• Fragmento elegido:
Siéntete más entero.
Muerde la vida. Agárrala:
renace de tu propia desventura.
Ánimo y no decaigas.
Sigue llamando. Así es la vida,
y, si alguien responde a tu llamada,
dale la mano, mírale a los ojos,
y con tu sentimiento y tu palabra
dile que vienes por las sendas solo,
pero sin renunciar a la esperanza.”
En
cuanto a José Díaz Borges, igualmente desaparecido, tinerfeño de Guía de Isora,
estudió Bachillerato Universitario en Ciencias por la Universidad de San Fernando de La Laguna (Tenerife). Fue Maestro
de Primera Enseñanza, Practicante en Medicina y Cirugía con especialidad en
Anestesia, Medicina de Empresa y Podología y “Oficial del Ejército en situación
de retirado”, como le gustaba a él retratarse en sus Bio-bibliografías. Además
era una persona educada, seria, culta, atenta y generosa como pocas he
conocido, y desde luego nacida para ser poeta de cuerpo entero, pues ya a los catorce años publicó su primer libro, Horizontes de zafiro. Le siguieron otros
poemarios como En la sólida piedra, La luz herida y, últimamente, Cantos a Miguel Hernández, que vio la
luz en Rondas un año antes que mi Agua
vivida. Los Cantos fueron
seleccionados en el Premio de Poesía de Ciudad de Martorell de ese mismo año
1978. Está formado por 25 sonetos, varias composiciones de diferente extensión
métrica que titula Ecos y un extenso
poema de versos libres, No puedes luchar.

• Tareas:
#1 Según el fragmento sobre José Díaz Borges, ¿qué libros publicó él? Nombra todos los que aparecen.
#2 Retoma el fragmento sobre José Díaz Borges y sigue escribiendo a partir de donde termina.

(Registros guardados)
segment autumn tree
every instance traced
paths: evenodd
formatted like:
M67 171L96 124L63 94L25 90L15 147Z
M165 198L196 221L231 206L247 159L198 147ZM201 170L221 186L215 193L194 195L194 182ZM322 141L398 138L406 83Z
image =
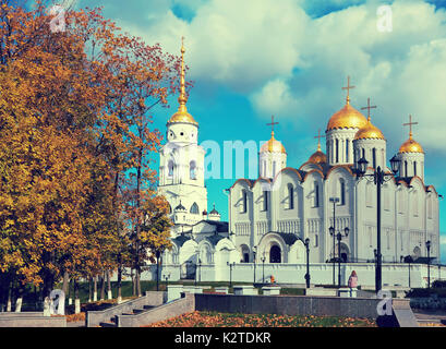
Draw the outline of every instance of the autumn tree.
M68 274L122 270L125 215L136 218L140 246L159 240L143 234L156 179L149 154L160 144L150 124L178 68L99 10L68 12L64 32L50 20L41 1L25 10L0 0L0 277L45 296ZM167 227L160 217L152 221Z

• Respuestas:
#1 Horizontes de zafiro, En la sólida piedra, La luz herida y Cantos a Miguel Hernández.

#2
Como afirma Jurado en el prólogo, José Díaz Borges “en este nuevo poemario, Cantos a Miguel Hernández, rinde un
fervoroso homenaje a esa gran figura de nuestra lírica…” Y más abajo: “Hay en
estos sonetos mucha admiración que el poeta expresa con acento tierno unas
veces y otras con cierta aspereza porque así lo requiere la configuración de lo
que hay en el fondo del soneto, donde se despejan los contornos de la recia
personalidad de Miguel Hernández de tan destacados matices humanos como
espirituales.” Tiene razón Jurado. Eso es lo que hay en este libro: mucha humanidad
y mucha espiritualidad. Sin espigar demasiado, encontramos bellos ejemplos en
el libro. Sirva de muestra el soneto titulado Te me vas:
“Te me vas de la cuenca de mi mano
como el agua en el alma, fuente o río,
para dejar cegado este vacío
como si se evaporase un oceano.
Pero te gano, creo que te gano
para volver de nuevo al pecho mío,
y, en armonioso canto, un dulce pío
escucho de tu voz, poeta hermano.
No se apaga tu voz, tu voz resiste
contra el odio, la muerte y la cizaña;
por todo aquello que en el verso diste
hoy de nuevo te aclama y vibra España,
cual gigante, Miguel, morir supiste.
¡Hoy mi verso en la gloria te acompaña!”